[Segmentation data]
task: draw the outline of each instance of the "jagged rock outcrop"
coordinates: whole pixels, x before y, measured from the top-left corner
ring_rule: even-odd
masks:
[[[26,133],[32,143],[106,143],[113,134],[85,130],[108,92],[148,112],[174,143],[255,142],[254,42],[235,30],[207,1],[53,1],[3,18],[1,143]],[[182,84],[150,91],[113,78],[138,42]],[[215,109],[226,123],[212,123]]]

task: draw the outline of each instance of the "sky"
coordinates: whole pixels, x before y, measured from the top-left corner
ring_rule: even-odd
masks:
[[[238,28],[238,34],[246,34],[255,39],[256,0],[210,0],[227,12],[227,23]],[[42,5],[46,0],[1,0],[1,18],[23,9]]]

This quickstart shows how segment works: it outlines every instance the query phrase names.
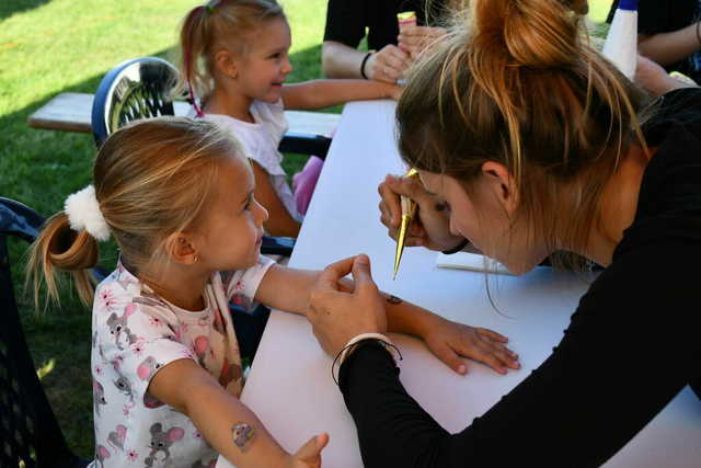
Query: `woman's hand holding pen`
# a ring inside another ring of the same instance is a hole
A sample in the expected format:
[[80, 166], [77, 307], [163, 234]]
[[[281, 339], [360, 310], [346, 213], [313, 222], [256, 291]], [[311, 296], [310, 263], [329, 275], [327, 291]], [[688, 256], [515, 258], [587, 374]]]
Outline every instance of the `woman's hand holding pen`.
[[380, 194], [380, 220], [388, 227], [389, 236], [397, 239], [402, 219], [400, 195], [410, 197], [416, 203], [416, 213], [409, 228], [406, 247], [423, 246], [430, 250], [451, 249], [463, 239], [450, 233], [449, 213], [445, 203], [436, 195], [428, 193], [421, 181], [415, 178], [398, 178], [387, 175], [378, 186]]

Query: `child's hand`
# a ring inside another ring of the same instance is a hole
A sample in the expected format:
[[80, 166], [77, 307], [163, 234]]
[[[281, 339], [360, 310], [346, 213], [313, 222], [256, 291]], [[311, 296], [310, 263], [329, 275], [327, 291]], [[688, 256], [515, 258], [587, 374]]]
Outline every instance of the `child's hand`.
[[327, 443], [329, 434], [326, 433], [310, 438], [291, 456], [287, 466], [289, 468], [320, 468], [321, 450]]
[[518, 354], [502, 344], [508, 339], [492, 330], [472, 328], [435, 316], [423, 338], [436, 357], [458, 374], [468, 373], [460, 356], [484, 363], [499, 374], [506, 374], [507, 367], [520, 368]]

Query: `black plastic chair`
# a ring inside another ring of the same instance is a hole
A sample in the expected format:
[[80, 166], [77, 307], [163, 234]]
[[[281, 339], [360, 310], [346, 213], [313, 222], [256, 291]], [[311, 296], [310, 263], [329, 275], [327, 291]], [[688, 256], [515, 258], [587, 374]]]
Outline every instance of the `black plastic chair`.
[[0, 197], [0, 466], [76, 468], [73, 455], [36, 375], [14, 298], [7, 239], [32, 242], [44, 218]]
[[[120, 126], [159, 115], [173, 115], [170, 92], [177, 81], [177, 69], [158, 57], [123, 61], [105, 75], [92, 104], [92, 132], [97, 146]], [[324, 159], [331, 138], [289, 132], [279, 145], [284, 152], [315, 155]]]

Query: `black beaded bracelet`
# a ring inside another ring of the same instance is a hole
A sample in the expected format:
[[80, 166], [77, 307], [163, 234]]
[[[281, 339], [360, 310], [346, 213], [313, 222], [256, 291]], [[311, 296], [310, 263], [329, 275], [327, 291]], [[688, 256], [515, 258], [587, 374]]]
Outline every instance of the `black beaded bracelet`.
[[453, 247], [452, 249], [444, 250], [443, 253], [445, 253], [446, 255], [450, 255], [452, 253], [462, 252], [462, 249], [464, 249], [469, 243], [470, 241], [466, 239], [459, 244], [457, 244], [456, 247]]
[[367, 75], [365, 75], [365, 64], [368, 61], [368, 58], [370, 58], [371, 55], [371, 52], [367, 53], [365, 57], [363, 57], [363, 61], [360, 62], [360, 76], [366, 80], [368, 80], [369, 78]]
[[[394, 346], [392, 343], [388, 343], [387, 341], [379, 340], [377, 338], [368, 338], [368, 339], [365, 339], [365, 340], [360, 340], [357, 343], [348, 344], [348, 345], [344, 346], [341, 351], [338, 351], [338, 354], [336, 354], [336, 357], [334, 357], [333, 363], [331, 363], [331, 378], [333, 378], [333, 381], [336, 384], [336, 386], [340, 386], [340, 383], [338, 383], [338, 379], [336, 378], [336, 374], [335, 374], [334, 369], [336, 368], [336, 363], [338, 363], [338, 359], [341, 358], [341, 355], [343, 354], [343, 352], [346, 351], [347, 349], [357, 349], [357, 347], [360, 347], [363, 345], [367, 345], [368, 343], [372, 343], [372, 342], [380, 344], [390, 354], [392, 354], [391, 350], [393, 349], [397, 352], [397, 354], [399, 355], [399, 359], [400, 361], [403, 359], [402, 353], [399, 351], [399, 347]], [[343, 364], [343, 363], [341, 363], [341, 364]], [[338, 365], [338, 372], [341, 372], [341, 365]]]

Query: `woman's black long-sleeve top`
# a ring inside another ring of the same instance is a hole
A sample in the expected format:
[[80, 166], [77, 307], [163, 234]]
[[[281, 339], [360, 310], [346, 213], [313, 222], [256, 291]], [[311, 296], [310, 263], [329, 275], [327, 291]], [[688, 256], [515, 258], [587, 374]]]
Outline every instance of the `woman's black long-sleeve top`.
[[376, 342], [343, 363], [366, 467], [599, 466], [701, 379], [701, 90], [665, 95], [644, 133], [657, 150], [611, 264], [552, 355], [469, 427], [434, 421]]

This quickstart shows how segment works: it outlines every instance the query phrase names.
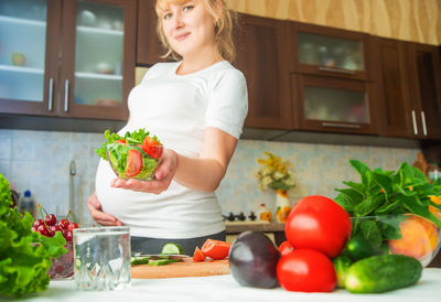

> [Stated exercise]: Return each line of the data above that contains the string "plastic". Treat uppercase and lowercase as different.

> [Result of this exercise]:
Query: `black plastic chair`
Outline every instance of the `black plastic chair`.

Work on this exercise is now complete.